START TASK INPUT

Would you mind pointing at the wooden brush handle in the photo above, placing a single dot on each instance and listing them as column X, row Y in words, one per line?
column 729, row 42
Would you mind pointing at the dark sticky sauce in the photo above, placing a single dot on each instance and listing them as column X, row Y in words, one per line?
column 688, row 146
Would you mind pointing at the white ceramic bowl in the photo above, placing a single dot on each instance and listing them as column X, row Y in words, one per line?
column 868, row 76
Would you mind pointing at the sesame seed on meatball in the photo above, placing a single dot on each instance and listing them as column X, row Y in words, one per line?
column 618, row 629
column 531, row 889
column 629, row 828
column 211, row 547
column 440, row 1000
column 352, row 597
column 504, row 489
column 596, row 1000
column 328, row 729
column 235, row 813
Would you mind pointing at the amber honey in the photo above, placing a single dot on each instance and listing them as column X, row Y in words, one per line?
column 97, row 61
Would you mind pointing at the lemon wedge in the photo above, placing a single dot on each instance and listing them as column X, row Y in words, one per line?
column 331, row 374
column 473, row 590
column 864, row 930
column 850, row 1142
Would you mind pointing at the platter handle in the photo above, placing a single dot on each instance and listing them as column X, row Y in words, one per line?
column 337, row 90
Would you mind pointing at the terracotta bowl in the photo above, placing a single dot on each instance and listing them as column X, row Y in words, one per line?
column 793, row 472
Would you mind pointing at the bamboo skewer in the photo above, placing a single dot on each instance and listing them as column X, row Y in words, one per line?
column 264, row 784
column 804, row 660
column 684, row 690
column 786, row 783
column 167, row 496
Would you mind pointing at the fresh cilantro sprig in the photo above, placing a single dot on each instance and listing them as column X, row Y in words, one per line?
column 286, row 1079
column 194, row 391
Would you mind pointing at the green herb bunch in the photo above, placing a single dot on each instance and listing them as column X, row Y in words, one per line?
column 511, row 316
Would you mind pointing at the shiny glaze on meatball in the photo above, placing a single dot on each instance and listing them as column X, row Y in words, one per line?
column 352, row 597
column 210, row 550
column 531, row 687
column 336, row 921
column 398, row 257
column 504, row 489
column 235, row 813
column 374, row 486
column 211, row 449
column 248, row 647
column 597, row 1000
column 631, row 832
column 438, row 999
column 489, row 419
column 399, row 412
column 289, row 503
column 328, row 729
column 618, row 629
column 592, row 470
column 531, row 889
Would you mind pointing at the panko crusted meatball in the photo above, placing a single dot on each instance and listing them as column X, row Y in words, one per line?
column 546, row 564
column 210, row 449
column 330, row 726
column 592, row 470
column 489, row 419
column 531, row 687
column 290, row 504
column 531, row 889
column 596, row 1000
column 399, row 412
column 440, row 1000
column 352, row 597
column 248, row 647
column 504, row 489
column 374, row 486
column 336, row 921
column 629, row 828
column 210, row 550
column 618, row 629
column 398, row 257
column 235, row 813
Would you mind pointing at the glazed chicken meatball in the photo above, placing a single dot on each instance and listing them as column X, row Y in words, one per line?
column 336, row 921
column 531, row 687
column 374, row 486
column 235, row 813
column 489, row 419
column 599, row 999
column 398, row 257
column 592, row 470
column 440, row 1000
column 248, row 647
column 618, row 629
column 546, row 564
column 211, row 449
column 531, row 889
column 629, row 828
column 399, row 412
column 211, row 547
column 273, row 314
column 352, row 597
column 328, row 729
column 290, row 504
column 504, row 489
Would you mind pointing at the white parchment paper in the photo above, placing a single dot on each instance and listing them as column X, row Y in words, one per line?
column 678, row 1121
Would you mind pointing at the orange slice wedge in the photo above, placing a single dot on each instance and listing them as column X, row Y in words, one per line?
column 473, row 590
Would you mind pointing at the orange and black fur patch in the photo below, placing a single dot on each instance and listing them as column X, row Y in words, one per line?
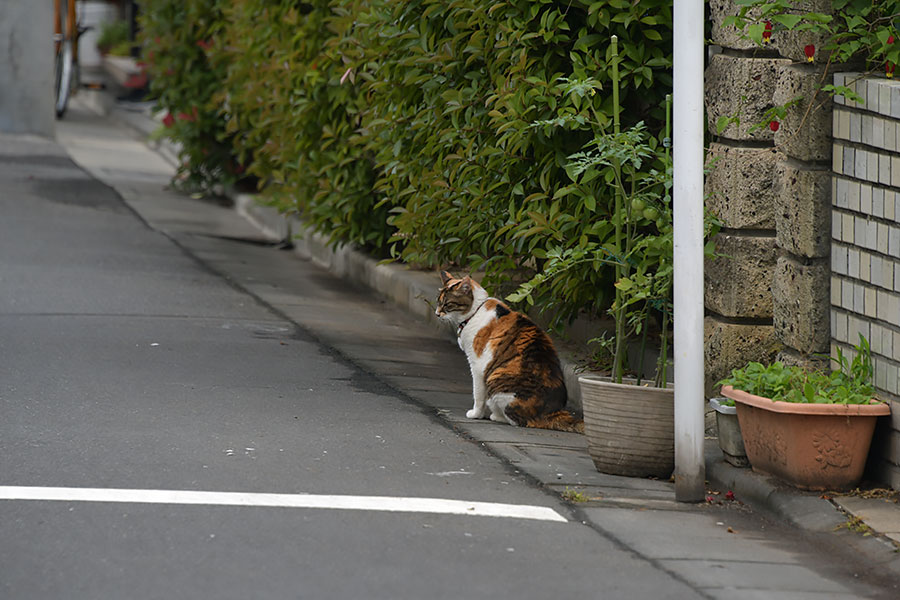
column 523, row 362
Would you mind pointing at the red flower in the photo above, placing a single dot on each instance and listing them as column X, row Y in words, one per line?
column 810, row 52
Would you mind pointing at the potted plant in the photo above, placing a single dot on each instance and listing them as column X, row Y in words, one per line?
column 629, row 426
column 731, row 442
column 811, row 429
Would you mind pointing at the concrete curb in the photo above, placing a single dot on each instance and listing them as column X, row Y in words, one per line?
column 411, row 290
column 806, row 510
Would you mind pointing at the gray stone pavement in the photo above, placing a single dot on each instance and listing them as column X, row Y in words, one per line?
column 724, row 548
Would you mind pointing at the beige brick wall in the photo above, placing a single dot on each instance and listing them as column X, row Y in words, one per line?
column 865, row 242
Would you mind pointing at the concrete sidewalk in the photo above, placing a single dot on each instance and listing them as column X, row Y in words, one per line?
column 398, row 341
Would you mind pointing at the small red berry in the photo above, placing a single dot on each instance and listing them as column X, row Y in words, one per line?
column 767, row 32
column 810, row 52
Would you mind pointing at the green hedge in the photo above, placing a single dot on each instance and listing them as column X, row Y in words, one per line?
column 433, row 131
column 178, row 37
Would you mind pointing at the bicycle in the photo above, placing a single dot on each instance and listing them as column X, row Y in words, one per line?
column 66, row 32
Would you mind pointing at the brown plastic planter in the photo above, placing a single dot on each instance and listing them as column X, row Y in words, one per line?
column 811, row 446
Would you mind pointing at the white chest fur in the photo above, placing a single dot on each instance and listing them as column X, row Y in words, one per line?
column 477, row 362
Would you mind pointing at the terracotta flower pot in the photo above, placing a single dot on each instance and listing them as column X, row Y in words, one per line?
column 811, row 446
column 630, row 429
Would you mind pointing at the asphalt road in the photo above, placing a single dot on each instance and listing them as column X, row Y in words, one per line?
column 139, row 365
column 126, row 364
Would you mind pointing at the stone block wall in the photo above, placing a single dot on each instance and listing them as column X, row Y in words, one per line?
column 865, row 234
column 767, row 295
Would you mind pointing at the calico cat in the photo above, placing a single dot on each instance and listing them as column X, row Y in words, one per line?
column 516, row 375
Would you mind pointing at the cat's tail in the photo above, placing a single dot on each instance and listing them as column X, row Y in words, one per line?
column 560, row 420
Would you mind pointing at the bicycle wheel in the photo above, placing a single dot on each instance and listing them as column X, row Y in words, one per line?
column 64, row 72
column 65, row 63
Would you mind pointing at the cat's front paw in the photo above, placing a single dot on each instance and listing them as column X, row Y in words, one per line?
column 475, row 414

END TASK INPUT

AIM OF THE EXERCISE:
The preceding entries should be duplicated word for word; no picture belongs in the copy.

RESULT OF THE TASK:
Would you mind pointing at the wooden brush handle in the photo above, placing a single dot on each instance and listing them as column X, row Y in words, one per line?
column 729, row 42
Would you mind pointing at the dark sticky sauce in the photo above, placing a single dot on each instance and listing them as column X, row Y in words, one per line?
column 688, row 146
Would you mind pointing at the white ceramic bowl in the photo above, placing a single dot on each instance and listing them as column X, row Y in words, one per line?
column 868, row 76
Would you mind pointing at the sesame seed on meatball in the photo above, placing a single dot on each instance and listing them as column X, row Y in words, one per line?
column 618, row 629
column 531, row 889
column 629, row 828
column 211, row 547
column 440, row 1000
column 352, row 597
column 504, row 489
column 596, row 1000
column 328, row 729
column 235, row 813
Would you mind pointing at the amber honey in the photo above, placing a single dot on each instance and listing them as column X, row Y in words, one per line?
column 97, row 61
Would you mind pointing at the lemon wedge in the photo above, placing a single dot on each instance and listing them as column X, row Y in words, one per line?
column 331, row 374
column 473, row 590
column 864, row 930
column 850, row 1142
Would you mind pointing at the platter handle in the photo above, placing a single dot on each instance and listing them as column X, row Y in words, one per line?
column 337, row 90
Would you mind pointing at the terracotta bowl in the photo above, placing a single dot on each instance and listing them as column X, row Y in words, one per line?
column 793, row 472
Would you mind pointing at the bamboo skewer in the photo above, placing a single dot on each instance and listing them as column X, row Y in words, one per line?
column 264, row 784
column 804, row 660
column 684, row 690
column 786, row 783
column 167, row 496
Would you mind pointing at the fresh cilantro sprig in the photo above, placing a single dot on each instance and listing them as column X, row Y in words, one per line?
column 286, row 1079
column 194, row 391
Would you mind pointing at the green herb bunch in the photo above, placing a single dot on each instance and listing them as column X, row Y in words, one per line?
column 511, row 316
Would you mind pointing at the shiny glaze on meatball in the photo above, placing a single dot on each instance and listing them as column X, row Y in words, one per line?
column 352, row 597
column 210, row 550
column 531, row 687
column 336, row 921
column 398, row 257
column 504, row 489
column 235, row 813
column 374, row 486
column 211, row 449
column 248, row 647
column 597, row 1000
column 631, row 832
column 438, row 999
column 489, row 419
column 399, row 412
column 289, row 503
column 328, row 729
column 618, row 629
column 592, row 470
column 531, row 889
Would you mind pointing at the panko crusted meatball in the photo above, placing a single dot on each instance and listing them as column X, row Y in words, one per line?
column 546, row 564
column 210, row 449
column 330, row 726
column 592, row 470
column 489, row 419
column 531, row 687
column 290, row 504
column 531, row 889
column 596, row 1000
column 399, row 412
column 440, row 1000
column 352, row 597
column 248, row 647
column 504, row 489
column 374, row 486
column 336, row 921
column 629, row 828
column 210, row 550
column 618, row 629
column 398, row 257
column 235, row 813
Would you mind pointing at the glazed chicken meatball in the photo above, placing a single dot on each instance and listing them as column X, row Y in words, one per line?
column 336, row 921
column 531, row 687
column 374, row 486
column 235, row 813
column 489, row 419
column 599, row 999
column 398, row 257
column 592, row 470
column 440, row 1000
column 248, row 647
column 618, row 629
column 546, row 564
column 211, row 449
column 531, row 889
column 629, row 828
column 399, row 412
column 211, row 547
column 273, row 314
column 352, row 597
column 328, row 729
column 290, row 504
column 504, row 489
Would you mind pointing at the white parchment paper in the photo above, placing a single dot on each instance and listing them as column X, row Y in words, one per line?
column 678, row 1121
Would you mind pointing at the orange slice wedge in the photo above, placing a single dot on each instance and listing them as column X, row Y in words, one per line?
column 473, row 590
Would you mind pointing at the orange and black fur patch in the photo below, placing a single dot on each instance and listing them as column X, row Y in words, one per line?
column 523, row 362
Would you mind pointing at the red flower in the photo above, placing a single dot on each instance and listing them as column X, row Y in words, one per line?
column 810, row 52
Would you mind pointing at the potted plant in the photo above, placing a single dot on each instance and listing them as column X, row Y in words, one per line?
column 629, row 426
column 731, row 442
column 811, row 429
Would you mind pointing at the concrete curb in the photo above, placing a single dot on each instance and listing them as column X, row Y in words, one per line?
column 411, row 290
column 806, row 510
Would you mind pointing at the gray stone pavement in the photo above, placing a single dot on each instance and listing them as column X, row Y in words, one per line?
column 724, row 548
Would you mind pointing at the beige brick wall in the photo above, placing a single dot on each instance and listing them as column X, row Y in words, one per line?
column 865, row 242
Would you mind pointing at the concrete sidewalk in the photo above, placing a single dot on each instance and listing them as column X, row Y in words, one per line?
column 398, row 341
Would you mind pointing at the small red berry in the photo above, placing a single dot on each instance and listing them as column X, row Y in words, one per line?
column 767, row 32
column 810, row 52
Would you mind pointing at the green hedge in the photo above, placing a single dot on each instance and listing them as column X, row Y in words, one per line?
column 433, row 131
column 178, row 37
Would you mind pointing at the bicycle in the photo above, placing a single dot on each instance and listing them as column X, row Y in words, one per line?
column 66, row 32
Would you mind pointing at the brown plastic planter in the photo above, placing a single dot on each instance and listing them as column X, row Y in words, one per line?
column 811, row 446
Would you mind pointing at the white chest fur in the photo above, placing a single dot on each instance and listing them as column X, row Y in words, one per line?
column 477, row 362
Would you mind pointing at the terracotta flower pot in the photo above, placing a single dot on each instance and listing them as column X, row Y in words, one per line?
column 811, row 446
column 630, row 429
Would you mind pointing at the asphalt road in the photo above, placing a single dot on each instance and listing them as column X, row Y in words, one per line?
column 139, row 365
column 126, row 364
Would you mind pointing at the stone block wall in the photo above, placing a single dot on each instance and listing them as column X, row Y in words, one per line?
column 865, row 234
column 767, row 295
Would you mind pointing at the calico cat in the photo above, placing a single dot on each instance and listing them as column X, row Y in words, one per line?
column 516, row 375
Would you mind pointing at the cat's tail in the photo above, placing a single dot on each instance and listing them as column X, row Y in words, one per line?
column 560, row 420
Would you mind pointing at the bicycle wheel in the photo above, placing a single dot on each instance and listing them as column X, row Y in words, one per line?
column 64, row 72
column 65, row 63
Would you mind pointing at the cat's front paw in the photo above, placing a single dot on each instance and listing them as column X, row Y in words, one per line?
column 475, row 414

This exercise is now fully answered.